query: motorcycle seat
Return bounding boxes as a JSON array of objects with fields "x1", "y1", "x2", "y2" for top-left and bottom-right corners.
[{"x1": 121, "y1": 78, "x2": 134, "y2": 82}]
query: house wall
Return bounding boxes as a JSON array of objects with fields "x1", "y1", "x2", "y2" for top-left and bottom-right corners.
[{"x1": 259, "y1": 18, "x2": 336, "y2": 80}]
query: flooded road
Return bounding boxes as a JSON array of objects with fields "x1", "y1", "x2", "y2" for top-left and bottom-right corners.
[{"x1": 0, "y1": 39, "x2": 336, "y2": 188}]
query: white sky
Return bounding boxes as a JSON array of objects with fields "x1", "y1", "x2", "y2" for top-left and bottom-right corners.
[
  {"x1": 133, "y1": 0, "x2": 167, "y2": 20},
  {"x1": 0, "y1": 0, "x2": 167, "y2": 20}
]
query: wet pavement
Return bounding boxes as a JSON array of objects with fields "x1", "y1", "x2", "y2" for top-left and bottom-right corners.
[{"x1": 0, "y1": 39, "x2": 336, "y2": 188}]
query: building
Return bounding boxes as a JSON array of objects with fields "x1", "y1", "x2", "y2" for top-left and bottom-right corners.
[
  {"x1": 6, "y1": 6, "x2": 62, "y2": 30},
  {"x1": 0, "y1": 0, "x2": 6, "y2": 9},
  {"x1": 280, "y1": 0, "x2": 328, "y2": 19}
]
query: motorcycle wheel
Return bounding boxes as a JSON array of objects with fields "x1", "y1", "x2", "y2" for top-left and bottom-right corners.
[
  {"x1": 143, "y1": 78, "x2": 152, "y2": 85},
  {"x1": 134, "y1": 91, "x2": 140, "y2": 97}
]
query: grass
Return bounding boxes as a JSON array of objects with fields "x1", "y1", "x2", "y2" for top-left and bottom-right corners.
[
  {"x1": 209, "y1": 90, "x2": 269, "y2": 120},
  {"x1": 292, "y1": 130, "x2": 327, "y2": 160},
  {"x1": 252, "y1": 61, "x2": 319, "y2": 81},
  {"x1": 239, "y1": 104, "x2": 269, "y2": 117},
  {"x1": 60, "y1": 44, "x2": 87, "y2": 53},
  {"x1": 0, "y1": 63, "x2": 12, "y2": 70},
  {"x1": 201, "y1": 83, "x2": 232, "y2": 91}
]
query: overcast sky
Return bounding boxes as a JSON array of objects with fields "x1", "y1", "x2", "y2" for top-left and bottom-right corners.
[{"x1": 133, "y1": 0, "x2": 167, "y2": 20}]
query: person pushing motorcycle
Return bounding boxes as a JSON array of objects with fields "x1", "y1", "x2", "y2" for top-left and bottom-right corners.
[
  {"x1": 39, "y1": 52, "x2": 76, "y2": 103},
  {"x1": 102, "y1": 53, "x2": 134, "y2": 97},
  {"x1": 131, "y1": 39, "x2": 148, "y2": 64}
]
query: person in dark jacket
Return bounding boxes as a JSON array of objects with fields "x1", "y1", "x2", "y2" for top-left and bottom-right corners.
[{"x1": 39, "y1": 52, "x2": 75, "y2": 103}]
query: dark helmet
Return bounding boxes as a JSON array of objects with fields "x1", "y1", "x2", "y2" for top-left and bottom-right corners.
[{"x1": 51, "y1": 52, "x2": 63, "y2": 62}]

**Qué se pide**
Filtra las entradas y copia únicamente las líneas que contienen la palabra "motorcycle".

**Respuesta escrita**
query: motorcycle seat
query: motorcycle wheel
query: person pushing motorcycle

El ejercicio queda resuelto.